Exercise 1 -> From the article on investment in Indian healthcare, list every source of private capital that it names.
Exercise 2 ->
Answer these questions from the article on investment in Indian healthcare:
(a) According to DIPP data, how much Foreign Direct Investment did the healthcare delivery services sector attract between April 2000 and December 2018?
(b) What additional investment does the NATHEALTH-PwC report say traditional delivery methods would require by 2034?
(c) Which regulation does the article name as the first of the big regulations that hurt industry sentiment from 2016?
Exercise 3 -> Continue the article on investment in Indian healthcare, starting after its final sentence.

Sunil Thakur, Managing Director, Quadria Capital Advisors and Member, NATHEALTH Governing Council stresses upon more investment in the development and growth of Indian healthcare
India’s burgeoning healthcare needs bigger partnerships among public and private sectors to build infrastructure and critical resources required to deliver quality care. The last two decades have seen a sizeable private sector funding that has mainly been characterised by investments in concentrated pockets of big cities and met with a mixed bag of commercial success. Given the fact the conventional means of private funding is at its seams, there is a need for it to be augmented innovative modes of funding. These innovative and alternate private funding is seeking viable business models that are relevant to today’s population’s needs and demands.
Given the significant need gap and recent consolidation of public healthcare financing; it is evident that the Indian Healthcare is ready to attract investments from private sector both from within and outside of India. But to accelerate the investment in motion, in the healthcare sector, an enabling and predictive policy and regulatory mechanism need to be in place and that will enable a shift in investment mindset that rewards risk-taking and allows investment returns linked to performance and value creation for shareholders including government and public.
Investments in Healthcare
Further, as per the data released by DIPP, between April 2000 and December 2018, healthcare delivery services sector in the country attracted Foreign Direct Investment (FDI) worth more than $6 billion. In 2018 alone, some of the investments made in the Indian healthcare industry include 23 partnership deals worth $679 million. The key drivers for this sector-specific growth have been increased healthcare consumption and insurance penetration, growing investment from private equity (PE) models and diversified delivery mechanisms that are mainly led by changing disease pattern.
According to NATHEALTH-PwC Report on ‘Funding Indian Healthcare’, ensuring healthcare delivery through traditional methods would require additional investments of $245 billion by 2034.
Indian healthcare is dominated by the private sector. Given the enormity of capital requirement and constrained public funding, there is a significant need for private capital to bridge the funding gap. Private capital is now coming from different source including existing hospital chains, business houses, local doctors/entrepreneurs, international strategic players and PE investors.
Regulations and investments
Until three years ago, the sector was at the centre of attraction for private equity players. However, since 2016, the healthcare industry’s sentiment took a hit when big regulations started to find its way into the sector, starting with price stent cap.

Dataset records ->
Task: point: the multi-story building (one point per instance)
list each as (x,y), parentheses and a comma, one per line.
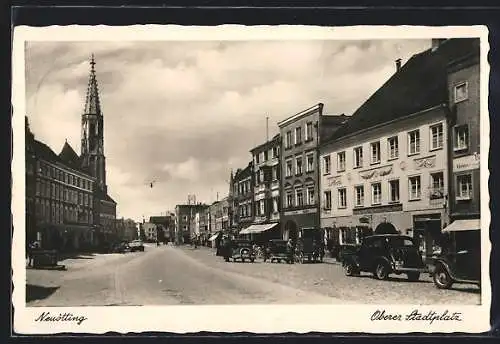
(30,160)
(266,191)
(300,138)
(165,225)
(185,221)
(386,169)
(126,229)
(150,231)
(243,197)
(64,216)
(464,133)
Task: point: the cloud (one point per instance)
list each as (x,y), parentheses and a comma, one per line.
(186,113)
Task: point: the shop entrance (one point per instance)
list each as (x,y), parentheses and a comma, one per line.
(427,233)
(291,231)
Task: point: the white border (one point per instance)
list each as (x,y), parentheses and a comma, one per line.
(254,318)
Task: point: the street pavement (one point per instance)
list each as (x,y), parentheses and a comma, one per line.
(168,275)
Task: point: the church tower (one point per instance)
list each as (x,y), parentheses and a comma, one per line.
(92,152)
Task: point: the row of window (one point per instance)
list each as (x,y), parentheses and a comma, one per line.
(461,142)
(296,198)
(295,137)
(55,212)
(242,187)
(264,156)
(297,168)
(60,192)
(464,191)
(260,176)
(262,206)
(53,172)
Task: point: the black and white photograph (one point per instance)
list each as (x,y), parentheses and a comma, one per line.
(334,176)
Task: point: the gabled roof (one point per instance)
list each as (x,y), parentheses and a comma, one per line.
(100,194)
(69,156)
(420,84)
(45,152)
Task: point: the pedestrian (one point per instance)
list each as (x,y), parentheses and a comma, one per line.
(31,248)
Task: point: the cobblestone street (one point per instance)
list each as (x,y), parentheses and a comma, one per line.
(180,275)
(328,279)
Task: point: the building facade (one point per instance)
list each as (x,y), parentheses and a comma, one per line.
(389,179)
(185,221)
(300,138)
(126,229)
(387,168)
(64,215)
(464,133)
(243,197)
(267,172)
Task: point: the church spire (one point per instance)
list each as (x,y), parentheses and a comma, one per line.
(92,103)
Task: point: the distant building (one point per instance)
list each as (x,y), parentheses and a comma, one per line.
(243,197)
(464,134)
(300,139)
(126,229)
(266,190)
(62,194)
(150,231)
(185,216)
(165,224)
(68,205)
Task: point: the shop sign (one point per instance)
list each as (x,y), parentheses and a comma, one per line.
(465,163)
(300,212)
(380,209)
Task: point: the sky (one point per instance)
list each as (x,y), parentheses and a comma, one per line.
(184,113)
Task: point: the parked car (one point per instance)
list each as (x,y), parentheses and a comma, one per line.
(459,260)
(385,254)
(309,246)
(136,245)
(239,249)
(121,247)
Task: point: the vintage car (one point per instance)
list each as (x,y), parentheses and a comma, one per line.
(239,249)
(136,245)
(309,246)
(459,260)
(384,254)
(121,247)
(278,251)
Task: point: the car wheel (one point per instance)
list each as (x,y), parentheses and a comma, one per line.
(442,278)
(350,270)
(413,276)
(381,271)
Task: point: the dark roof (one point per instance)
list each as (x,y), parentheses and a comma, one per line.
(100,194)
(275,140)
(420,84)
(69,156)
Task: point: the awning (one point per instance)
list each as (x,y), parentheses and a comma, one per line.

Exercise output 1 ->
- Existing hospital chains
- Business houses
- Local doctors/entrepreneurs
- International strategic players
- PE investors

Exercise output 2 ->
(a) More than $6 billion.
(b) $245 billion.
(c) The price stent cap.

Exercise output 3 ->
Thereafter, there have been quite a few major regulatory interventions/ announcements which have created a significant amount of uncertainty in the minds of the investor. This policy uncertainty and micro price controls have slowly deterred private investment from the sector. More importantly, investors feel that an established model of success, even though it was confined to the top 2-3 per cent of the market, has been disturbed. The idea should have been to create a separate model to cater to the other segment of the market.
Government’s actionable measures
Government’s plan of strengthening government-funded primary care delivery, sponsoring secondary and tertiary healthcare for the weaker section and creating an infrastructure to build and upskill resources augurs well for private investment. But the success of attracting private investment will depend on how flexible and nimble is the government’s approach to these factors.
Firstly to strengthening government-funded primary care, we need adequate resource and upskills of manpower along with the availability of hard resources including medication and right care path.
Secondly, the government needs to sponsor secondary and tertiary healthcare which requires quality and outcome adjusted pricing, time-bound payment mechanism and robust fraud management systems.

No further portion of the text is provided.